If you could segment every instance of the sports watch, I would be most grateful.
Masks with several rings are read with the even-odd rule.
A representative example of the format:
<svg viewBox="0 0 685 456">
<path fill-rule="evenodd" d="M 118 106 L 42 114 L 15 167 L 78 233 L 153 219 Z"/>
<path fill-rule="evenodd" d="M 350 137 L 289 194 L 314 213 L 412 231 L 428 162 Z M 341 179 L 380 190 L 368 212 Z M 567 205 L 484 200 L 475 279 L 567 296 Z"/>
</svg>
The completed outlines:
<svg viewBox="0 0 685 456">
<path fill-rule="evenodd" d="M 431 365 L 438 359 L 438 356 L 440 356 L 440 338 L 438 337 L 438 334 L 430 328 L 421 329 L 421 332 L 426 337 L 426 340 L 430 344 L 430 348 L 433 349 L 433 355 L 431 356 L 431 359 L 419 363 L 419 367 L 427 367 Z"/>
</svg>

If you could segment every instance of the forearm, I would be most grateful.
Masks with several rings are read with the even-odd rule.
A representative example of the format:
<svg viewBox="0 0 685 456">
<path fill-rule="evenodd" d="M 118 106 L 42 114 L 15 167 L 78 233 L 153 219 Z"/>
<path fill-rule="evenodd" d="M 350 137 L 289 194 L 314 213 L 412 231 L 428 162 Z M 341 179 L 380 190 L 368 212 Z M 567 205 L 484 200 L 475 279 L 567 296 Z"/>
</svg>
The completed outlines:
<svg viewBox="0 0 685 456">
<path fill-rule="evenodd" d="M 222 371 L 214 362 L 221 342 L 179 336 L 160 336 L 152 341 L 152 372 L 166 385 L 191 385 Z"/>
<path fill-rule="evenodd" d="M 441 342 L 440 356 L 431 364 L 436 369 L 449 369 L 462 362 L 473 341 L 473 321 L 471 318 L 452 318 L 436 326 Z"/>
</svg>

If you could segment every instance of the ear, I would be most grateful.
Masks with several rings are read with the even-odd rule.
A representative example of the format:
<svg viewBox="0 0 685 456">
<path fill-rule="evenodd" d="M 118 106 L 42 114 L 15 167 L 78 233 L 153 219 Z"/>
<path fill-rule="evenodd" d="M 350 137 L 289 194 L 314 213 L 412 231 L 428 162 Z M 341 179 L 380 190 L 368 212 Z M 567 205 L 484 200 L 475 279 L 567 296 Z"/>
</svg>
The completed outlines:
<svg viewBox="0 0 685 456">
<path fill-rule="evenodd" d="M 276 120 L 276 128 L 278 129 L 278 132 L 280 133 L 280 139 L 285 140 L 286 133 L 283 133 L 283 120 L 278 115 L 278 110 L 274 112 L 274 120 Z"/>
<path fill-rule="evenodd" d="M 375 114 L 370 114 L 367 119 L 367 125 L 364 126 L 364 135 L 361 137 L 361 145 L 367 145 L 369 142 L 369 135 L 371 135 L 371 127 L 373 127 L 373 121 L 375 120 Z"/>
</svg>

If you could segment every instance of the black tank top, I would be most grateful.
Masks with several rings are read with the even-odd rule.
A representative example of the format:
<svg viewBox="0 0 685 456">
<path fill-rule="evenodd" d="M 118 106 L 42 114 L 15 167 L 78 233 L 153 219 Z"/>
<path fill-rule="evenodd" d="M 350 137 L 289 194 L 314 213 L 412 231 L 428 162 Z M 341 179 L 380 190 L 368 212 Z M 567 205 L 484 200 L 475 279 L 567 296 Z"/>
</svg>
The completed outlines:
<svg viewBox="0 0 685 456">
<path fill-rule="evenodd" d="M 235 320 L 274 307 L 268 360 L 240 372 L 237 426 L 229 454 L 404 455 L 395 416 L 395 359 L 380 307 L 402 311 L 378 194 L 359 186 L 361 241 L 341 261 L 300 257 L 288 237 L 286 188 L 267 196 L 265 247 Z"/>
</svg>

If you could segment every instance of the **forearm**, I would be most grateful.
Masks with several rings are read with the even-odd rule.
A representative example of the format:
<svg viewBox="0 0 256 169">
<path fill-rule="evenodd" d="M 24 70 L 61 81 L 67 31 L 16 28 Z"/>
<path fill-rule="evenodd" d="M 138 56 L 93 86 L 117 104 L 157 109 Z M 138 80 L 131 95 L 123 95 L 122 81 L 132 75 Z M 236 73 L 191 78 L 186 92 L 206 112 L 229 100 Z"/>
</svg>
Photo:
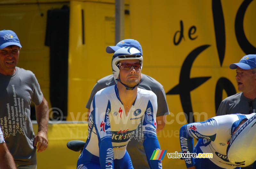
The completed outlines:
<svg viewBox="0 0 256 169">
<path fill-rule="evenodd" d="M 38 131 L 47 133 L 48 125 L 49 107 L 48 103 L 44 97 L 40 105 L 36 106 L 36 114 L 38 125 Z"/>
</svg>

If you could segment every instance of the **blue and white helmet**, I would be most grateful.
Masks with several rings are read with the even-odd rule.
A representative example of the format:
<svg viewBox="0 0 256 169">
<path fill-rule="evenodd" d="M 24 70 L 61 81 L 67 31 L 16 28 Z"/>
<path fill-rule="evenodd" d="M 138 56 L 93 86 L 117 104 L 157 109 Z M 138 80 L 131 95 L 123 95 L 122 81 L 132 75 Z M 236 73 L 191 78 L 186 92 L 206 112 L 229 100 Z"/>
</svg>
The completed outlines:
<svg viewBox="0 0 256 169">
<path fill-rule="evenodd" d="M 116 80 L 118 78 L 119 68 L 116 66 L 118 62 L 123 60 L 138 59 L 141 63 L 140 69 L 142 69 L 143 57 L 142 54 L 140 51 L 134 47 L 125 46 L 116 50 L 112 57 L 112 71 L 116 83 L 117 83 Z"/>
</svg>

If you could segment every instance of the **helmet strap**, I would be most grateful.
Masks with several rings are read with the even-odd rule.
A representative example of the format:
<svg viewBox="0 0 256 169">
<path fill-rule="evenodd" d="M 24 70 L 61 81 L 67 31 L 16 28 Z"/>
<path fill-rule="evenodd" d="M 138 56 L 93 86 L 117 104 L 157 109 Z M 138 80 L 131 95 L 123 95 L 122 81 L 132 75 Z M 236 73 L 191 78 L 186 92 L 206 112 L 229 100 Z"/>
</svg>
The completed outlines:
<svg viewBox="0 0 256 169">
<path fill-rule="evenodd" d="M 141 81 L 141 79 L 140 79 L 140 81 Z M 139 85 L 139 84 L 140 84 L 140 82 L 139 82 L 139 83 L 138 83 L 138 84 L 136 84 L 136 85 L 135 85 L 135 86 L 133 86 L 133 87 L 129 87 L 129 86 L 127 86 L 127 85 L 126 85 L 126 84 L 124 84 L 124 83 L 123 83 L 122 82 L 122 81 L 121 81 L 121 80 L 120 80 L 120 79 L 116 79 L 116 81 L 119 81 L 119 82 L 120 82 L 120 83 L 121 83 L 121 84 L 122 84 L 123 85 L 124 85 L 124 86 L 125 87 L 126 87 L 126 90 L 133 90 L 133 89 L 134 89 L 134 88 L 135 88 L 136 87 L 137 87 L 137 86 L 138 86 L 138 85 Z"/>
</svg>

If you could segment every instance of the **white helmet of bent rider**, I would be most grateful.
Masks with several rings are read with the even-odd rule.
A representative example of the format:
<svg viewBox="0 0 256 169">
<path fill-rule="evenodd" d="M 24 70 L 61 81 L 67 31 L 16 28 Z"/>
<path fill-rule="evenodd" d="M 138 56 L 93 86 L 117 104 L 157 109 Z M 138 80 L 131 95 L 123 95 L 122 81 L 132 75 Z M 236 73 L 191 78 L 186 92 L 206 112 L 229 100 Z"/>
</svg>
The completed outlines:
<svg viewBox="0 0 256 169">
<path fill-rule="evenodd" d="M 112 57 L 112 71 L 115 81 L 116 84 L 119 80 L 120 71 L 119 67 L 116 65 L 121 60 L 132 59 L 138 59 L 140 61 L 141 64 L 140 67 L 141 70 L 142 69 L 143 57 L 142 54 L 137 49 L 130 46 L 125 46 L 116 50 L 114 53 Z"/>
</svg>

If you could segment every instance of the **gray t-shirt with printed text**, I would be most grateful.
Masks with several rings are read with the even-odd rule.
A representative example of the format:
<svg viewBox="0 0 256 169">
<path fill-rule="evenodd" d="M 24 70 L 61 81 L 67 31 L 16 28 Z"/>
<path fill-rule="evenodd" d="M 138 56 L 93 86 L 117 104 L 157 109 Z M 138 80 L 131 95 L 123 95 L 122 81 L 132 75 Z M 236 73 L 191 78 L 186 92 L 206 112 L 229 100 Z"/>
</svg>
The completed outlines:
<svg viewBox="0 0 256 169">
<path fill-rule="evenodd" d="M 99 80 L 92 89 L 90 98 L 86 105 L 86 108 L 90 109 L 93 97 L 97 92 L 105 88 L 115 84 L 116 82 L 113 75 L 109 75 Z M 157 117 L 170 114 L 163 86 L 160 83 L 152 77 L 143 74 L 138 87 L 151 90 L 156 95 L 157 99 Z M 141 121 L 129 142 L 126 148 L 134 168 L 146 169 L 149 168 L 143 147 L 143 140 L 142 125 Z"/>
<path fill-rule="evenodd" d="M 39 105 L 43 94 L 33 73 L 18 67 L 15 70 L 12 76 L 0 74 L 0 126 L 15 162 L 35 164 L 30 105 L 31 102 Z"/>
<path fill-rule="evenodd" d="M 217 116 L 234 113 L 249 114 L 256 113 L 256 99 L 252 100 L 246 97 L 243 92 L 228 97 L 221 102 Z"/>
</svg>

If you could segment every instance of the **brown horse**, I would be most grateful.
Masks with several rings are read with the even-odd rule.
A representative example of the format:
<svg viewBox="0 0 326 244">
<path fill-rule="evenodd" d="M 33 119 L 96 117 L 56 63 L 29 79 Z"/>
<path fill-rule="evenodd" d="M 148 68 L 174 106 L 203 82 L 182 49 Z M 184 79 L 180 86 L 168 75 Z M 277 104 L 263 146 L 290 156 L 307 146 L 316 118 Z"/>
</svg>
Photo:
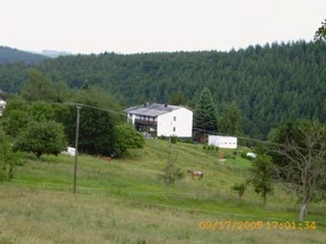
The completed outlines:
<svg viewBox="0 0 326 244">
<path fill-rule="evenodd" d="M 191 174 L 193 177 L 193 180 L 195 178 L 195 176 L 198 177 L 198 180 L 203 179 L 203 173 L 201 171 L 195 171 L 191 170 L 188 170 L 187 174 Z"/>
</svg>

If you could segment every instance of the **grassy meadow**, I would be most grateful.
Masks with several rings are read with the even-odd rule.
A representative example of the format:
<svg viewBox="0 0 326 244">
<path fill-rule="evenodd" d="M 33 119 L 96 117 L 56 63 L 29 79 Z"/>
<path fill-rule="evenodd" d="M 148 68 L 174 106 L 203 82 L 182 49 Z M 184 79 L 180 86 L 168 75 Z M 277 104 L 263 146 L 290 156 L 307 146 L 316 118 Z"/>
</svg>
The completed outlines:
<svg viewBox="0 0 326 244">
<path fill-rule="evenodd" d="M 252 190 L 231 190 L 250 174 L 251 162 L 201 145 L 172 146 L 176 165 L 204 173 L 186 175 L 164 194 L 157 175 L 167 141 L 146 141 L 123 159 L 79 157 L 77 193 L 72 194 L 74 158 L 32 156 L 11 182 L 0 182 L 0 244 L 4 243 L 325 243 L 326 205 L 313 203 L 308 221 L 316 230 L 202 230 L 201 221 L 296 221 L 298 204 L 281 183 L 263 206 Z"/>
</svg>

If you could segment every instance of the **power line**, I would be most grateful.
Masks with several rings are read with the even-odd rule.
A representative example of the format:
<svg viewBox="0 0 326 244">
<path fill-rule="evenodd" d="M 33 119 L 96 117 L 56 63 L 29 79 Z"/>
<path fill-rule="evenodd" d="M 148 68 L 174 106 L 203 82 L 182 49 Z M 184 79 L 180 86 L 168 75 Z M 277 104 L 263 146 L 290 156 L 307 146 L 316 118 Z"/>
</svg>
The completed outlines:
<svg viewBox="0 0 326 244">
<path fill-rule="evenodd" d="M 106 109 L 106 108 L 88 105 L 83 104 L 83 103 L 70 103 L 70 102 L 64 103 L 47 103 L 53 104 L 53 105 L 68 105 L 68 106 L 80 106 L 80 107 L 89 108 L 92 108 L 92 109 L 95 109 L 95 110 L 101 110 L 101 111 L 104 111 L 104 112 L 107 112 L 115 113 L 115 114 L 118 114 L 118 115 L 120 115 L 126 116 L 126 114 L 125 114 L 125 112 L 116 111 L 116 110 L 109 110 L 109 109 Z M 262 143 L 262 144 L 270 144 L 270 145 L 279 146 L 282 146 L 282 147 L 288 147 L 288 148 L 289 148 L 288 145 L 283 144 L 280 144 L 280 143 L 276 143 L 276 142 L 273 142 L 273 141 L 264 141 L 264 140 L 259 139 L 251 138 L 251 137 L 243 136 L 231 136 L 231 135 L 228 135 L 228 134 L 224 134 L 224 133 L 218 132 L 216 131 L 204 129 L 201 129 L 201 128 L 198 128 L 198 127 L 193 127 L 192 129 L 194 129 L 194 130 L 196 130 L 196 131 L 206 132 L 206 133 L 210 133 L 210 134 L 215 134 L 215 135 L 220 135 L 220 136 L 235 136 L 235 137 L 237 137 L 238 139 L 241 139 L 246 140 L 246 141 L 254 141 L 254 142 Z M 299 149 L 308 149 L 308 148 L 303 148 L 303 147 L 300 147 Z M 313 151 L 318 151 L 317 149 L 312 149 L 312 150 Z"/>
<path fill-rule="evenodd" d="M 67 102 L 67 103 L 47 103 L 50 104 L 50 105 L 67 105 L 67 106 L 79 106 L 79 107 L 83 107 L 83 108 L 93 108 L 93 109 L 95 109 L 95 110 L 101 110 L 101 111 L 103 111 L 103 112 L 108 112 L 118 114 L 118 115 L 120 115 L 126 116 L 125 113 L 123 112 L 118 112 L 118 111 L 116 111 L 116 110 L 109 110 L 109 109 L 107 109 L 107 108 L 99 108 L 99 107 L 96 107 L 96 106 L 91 106 L 91 105 L 86 105 L 86 104 L 83 104 L 83 103 L 79 103 Z"/>
</svg>

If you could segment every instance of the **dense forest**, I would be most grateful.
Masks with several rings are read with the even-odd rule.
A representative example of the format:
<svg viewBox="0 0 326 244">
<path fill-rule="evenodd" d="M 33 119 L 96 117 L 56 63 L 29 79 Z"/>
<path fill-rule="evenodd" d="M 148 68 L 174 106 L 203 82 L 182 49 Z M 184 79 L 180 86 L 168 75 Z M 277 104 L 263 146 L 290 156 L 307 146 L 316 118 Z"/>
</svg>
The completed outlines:
<svg viewBox="0 0 326 244">
<path fill-rule="evenodd" d="M 25 64 L 38 64 L 47 57 L 28 52 L 0 46 L 0 64 L 22 62 Z"/>
<path fill-rule="evenodd" d="M 75 55 L 37 65 L 0 66 L 0 88 L 19 92 L 27 71 L 37 68 L 55 83 L 72 88 L 97 85 L 126 105 L 144 101 L 195 108 L 207 87 L 216 105 L 234 102 L 242 112 L 240 130 L 266 138 L 271 128 L 298 118 L 326 122 L 326 44 L 274 43 L 230 52 Z"/>
</svg>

^^^^^^^^

_LATIHAN SINGKAT_
Tolong hitung jumlah baris dalam catatan di atas yang memuat kata "helmet", dengan membedakan huruf besar dan kecil. Tuliskan angkanya saja.

_JAWABAN BENAR_
3